WRITTEN EXERCISE
All of the data below must be repeated exactly.

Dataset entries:
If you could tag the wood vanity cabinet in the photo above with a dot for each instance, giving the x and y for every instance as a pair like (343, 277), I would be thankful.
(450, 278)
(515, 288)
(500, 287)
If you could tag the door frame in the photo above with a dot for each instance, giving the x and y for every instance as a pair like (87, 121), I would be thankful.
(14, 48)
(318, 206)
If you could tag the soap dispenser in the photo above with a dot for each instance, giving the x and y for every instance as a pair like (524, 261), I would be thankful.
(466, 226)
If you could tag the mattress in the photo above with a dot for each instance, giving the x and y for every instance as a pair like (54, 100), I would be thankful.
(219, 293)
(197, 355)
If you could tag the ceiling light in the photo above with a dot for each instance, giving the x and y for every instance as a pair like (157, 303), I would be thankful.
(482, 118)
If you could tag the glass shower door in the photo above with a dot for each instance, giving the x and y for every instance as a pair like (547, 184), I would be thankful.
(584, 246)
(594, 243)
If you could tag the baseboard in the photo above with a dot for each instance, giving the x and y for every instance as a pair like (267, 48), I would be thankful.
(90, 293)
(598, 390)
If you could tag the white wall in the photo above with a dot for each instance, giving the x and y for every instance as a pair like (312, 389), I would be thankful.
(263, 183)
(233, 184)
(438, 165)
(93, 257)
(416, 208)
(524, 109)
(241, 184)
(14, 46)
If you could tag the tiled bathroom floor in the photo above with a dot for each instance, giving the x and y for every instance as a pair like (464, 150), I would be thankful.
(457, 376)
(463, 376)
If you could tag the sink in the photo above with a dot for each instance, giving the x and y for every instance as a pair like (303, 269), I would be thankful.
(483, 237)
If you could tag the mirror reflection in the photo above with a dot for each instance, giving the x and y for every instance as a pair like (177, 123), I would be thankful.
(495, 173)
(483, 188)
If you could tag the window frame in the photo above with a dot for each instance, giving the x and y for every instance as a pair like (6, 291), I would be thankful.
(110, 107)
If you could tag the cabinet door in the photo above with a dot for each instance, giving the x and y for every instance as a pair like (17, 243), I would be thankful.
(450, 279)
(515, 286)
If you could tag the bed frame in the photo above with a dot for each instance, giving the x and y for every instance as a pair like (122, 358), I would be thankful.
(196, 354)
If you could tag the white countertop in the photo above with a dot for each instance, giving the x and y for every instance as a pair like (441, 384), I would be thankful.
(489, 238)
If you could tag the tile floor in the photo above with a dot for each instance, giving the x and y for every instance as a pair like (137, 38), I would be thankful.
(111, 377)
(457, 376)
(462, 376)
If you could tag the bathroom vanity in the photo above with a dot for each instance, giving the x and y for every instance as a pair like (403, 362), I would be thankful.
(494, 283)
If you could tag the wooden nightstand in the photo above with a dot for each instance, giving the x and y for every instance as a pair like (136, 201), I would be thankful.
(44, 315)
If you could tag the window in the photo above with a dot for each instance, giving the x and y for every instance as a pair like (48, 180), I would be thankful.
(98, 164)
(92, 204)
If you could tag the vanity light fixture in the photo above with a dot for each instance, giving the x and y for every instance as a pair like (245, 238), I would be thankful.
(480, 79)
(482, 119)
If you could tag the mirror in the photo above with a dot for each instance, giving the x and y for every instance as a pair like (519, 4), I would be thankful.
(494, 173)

SOLUTION
If you could tag the wood vanity cabinet in the photo above with a dot for each instance, giving the x and y for every instance as a pair like (343, 277), I would be thankful.
(450, 278)
(515, 288)
(500, 287)
If you could tag the door frame in the photo above with a dot for each instance, giving the x and y for every instance as a pair like (87, 121), I would be thankful.
(14, 48)
(318, 206)
If you could tag the soap dispenser in the photo above with a dot for each instance, giving the x and y for every instance as a pair like (524, 261), I would be thankful.
(466, 226)
If you could tag the mattress in the photo above with a dot for each instance, giving the x and y for every instance as a pair like (54, 100), I would be thankful.
(219, 293)
(197, 355)
If you could tag the ceiling light in the photo above with a dot for each instance, giving the x and y for every instance as a pair like (157, 303), I would be thankful.
(482, 118)
If you could tag the glass shower door in the photo above with a dot for each instance, giving the x and y for every instance as a pair like (547, 184), I would be thankful.
(584, 246)
(594, 243)
If you could tag the baseboard in the photo above with a dot for each instance, giving the x and y for every instance as a pair like (267, 48), I would be thankful.
(90, 293)
(598, 390)
If you could tag the white wall in the photo above with a dot for each instance, giving the x and y for every instance as a pair like (312, 389), I would be thankful.
(263, 183)
(233, 184)
(438, 165)
(93, 257)
(416, 208)
(524, 109)
(241, 184)
(14, 46)
If you could tag the tiled bathroom floor in the photo above with a dot for each instance, giving the x and y for every instance as a pair like (464, 150), I would be thankful.
(457, 376)
(463, 376)
If you could tag the sink in the photo above with a dot for each instance, giving the x and y for every instance as a pair like (303, 269), I would be thankful.
(483, 237)
If you could tag the mirror reflection in the photo above with a dot for each instance, giving the x and y for every instance as a pair like (177, 123), I would be thankful.
(495, 173)
(483, 188)
If you could tag the window frame in the photo above with a dot for each instance, giving the x and y for every instance as a pair like (6, 291), I would be thankful.
(110, 107)
If you could tag the cabinet door in the photo above with a dot for each instance, giving the x and y for every instance as a pair like (17, 243), I would be thankful.
(450, 279)
(515, 286)
If you could tag the bed frame in the photo above with a dot for each instance, giving the x and y for every instance as a pair like (122, 358), I would be thankful.
(196, 354)
If you could tag the white countertop in the photo above with a dot for each instance, giving the x and y for every instance as a pair like (441, 384), I would be thankful.
(489, 238)
If you could tag the tile floor in the photo above with a dot for each instance, giving the x and y for every instance as a pair like (137, 38), I would be thankful.
(111, 377)
(457, 376)
(462, 376)
If you could tag the bathroom vanity in the photo above with a dot for each instance, giving the x and y for every instance as a pair like (403, 362), I would be thankful.
(494, 283)
If you could tag the wooden nightstand in the photo above with a dot for each instance, giving the x and y for every instance as a pair like (136, 201), I would be thankful.
(44, 315)
If you could tag the window in the photo above with a dot for each instance, giving the x and y for every instance as a pair like (48, 180), I would be thankful.
(98, 164)
(92, 204)
If you could tag the vanity light fixture in the photo above with a dot for each instance, giving the x and y for every instance as a pair like (245, 238), I would be thankful.
(480, 79)
(482, 119)
If you could tag the mirror in the photo above with a dot for each instance, giving the x and y for every instance as a pair like (519, 4), I would be thankful.
(494, 173)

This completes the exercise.